The Politician is the first show to emerge from Murphy’s $300 million, five-year deal with Netflix, which is why it’s surprising that the first season feels so derivative. In some moments, it comes across like a tribute to Wes Anderson, all Rushmore eccentricity and meticulous aesthetics. Gwyneth Paltrow, Margot Tenenbaum herself, plays Georgina Hobart, Payton’s mother, who wears jewel-toned caftans and is conducting a wistful love affair with her horse trainer (played, absurdly, by Martina Navratilova). Bob Balaban (Moonrise Kingdom, The Grand Budapest Hotel) is Payton’s father, who collects first editions and tries to leap to his death from a window above a $6 million Chippendale commode when he discovers Georgina’s infidelity. Julia Schlaepfer plays Alice, Payton’s girlfriend, a kind of Margot-lite with a severe blond bob and countless cashmere twinsets. (“I’m reducing,” Alice says when offered a cupcake, as if she were a silent-era Gloria Swanson instead of a 2019 high-school senior.) There are pastel colors and lunk-like twins (Payton’s brothers, Martin and Luther); there’s also a pervasive sense of anachronistic whimsy.
This being a Ryan Murphy series, though, there’s also a defiant kind of glibness, a reluctance to make space for emotional candor or psychological depth or even Andersonian melancholy. Suicide, murder, Munchausen by proxy, the violent impulses underlying toxic masculinity—all of these subjects exist at eye level, but when you scratch the surface, there’s nothing underneath. Characters state, rather than embody, their motivations. “I’m not a good person,” Payton confesses to his school principal in one scene. “That’s my flaw. I’m ambitious, I’m political, I’m conniving.” He’s other things, too, Platt’s soulful performance makes clear, but the show rarely gives him the space to reveal what they might be.

**Given information**
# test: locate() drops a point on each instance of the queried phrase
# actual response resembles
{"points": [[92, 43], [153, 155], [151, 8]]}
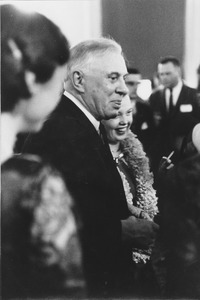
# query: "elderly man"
{"points": [[175, 109], [74, 142]]}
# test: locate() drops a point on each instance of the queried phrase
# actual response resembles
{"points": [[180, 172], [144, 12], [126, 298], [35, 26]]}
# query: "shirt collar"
{"points": [[84, 110]]}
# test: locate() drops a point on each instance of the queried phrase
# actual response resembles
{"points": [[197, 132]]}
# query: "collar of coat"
{"points": [[138, 163]]}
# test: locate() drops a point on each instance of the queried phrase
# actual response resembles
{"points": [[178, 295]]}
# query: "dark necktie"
{"points": [[171, 106]]}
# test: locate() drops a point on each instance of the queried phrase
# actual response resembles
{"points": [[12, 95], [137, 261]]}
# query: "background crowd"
{"points": [[92, 204]]}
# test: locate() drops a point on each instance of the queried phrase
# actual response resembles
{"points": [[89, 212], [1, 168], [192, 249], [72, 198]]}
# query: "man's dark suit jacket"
{"points": [[170, 130], [70, 141]]}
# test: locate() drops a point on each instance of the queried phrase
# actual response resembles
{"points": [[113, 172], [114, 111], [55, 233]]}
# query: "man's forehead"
{"points": [[110, 63], [133, 77], [166, 67]]}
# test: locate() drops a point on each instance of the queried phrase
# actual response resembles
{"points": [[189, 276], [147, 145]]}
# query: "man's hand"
{"points": [[139, 232]]}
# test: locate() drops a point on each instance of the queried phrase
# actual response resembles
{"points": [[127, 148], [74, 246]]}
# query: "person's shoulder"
{"points": [[189, 88], [157, 93]]}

**What you will do**
[1] Summarize the passage about The Politician in two sentences.
[2] Resume the passage about The Politician, starting after its final sentence.

**Responses in order**
[1] The Politician, the first show from Ryan Murphy's $300 million, five-year Netflix deal, has a surprisingly derivative first season that often plays like a tribute to Wes Anderson, down to its casting, pastel colors and anachronistic whimsy. It also shows Murphy's glibness, raising heavy subjects without depth so that characters state their motivations rather than embody them, and Platt's soulful performance as Payton is rarely given room to reveal more.

[2]
The subplots contain other elements of cultural imitation. Jessica Lange plays a grotesque grandmother inflicting unnecessary medical treatments on her granddaughter Infinity (Zoey Deutch) in exchange for free Olive Garden meals and trips to Busch Gardens, in a story that visually apes that of Dee Dee and Gypsy Rose. (Lange’s performance, complete with dubious West Virginia accent, is high Grand Guignol compared with Patricia Arquette’s Emmy-winning turn as Dee Dee in Hulu’s The Act.) A story line in which Payton gets close to someone only for things to end in tragedy has thematic ties to the musical that made Platt famous and scored him a Tony, Dear Evan Hansen.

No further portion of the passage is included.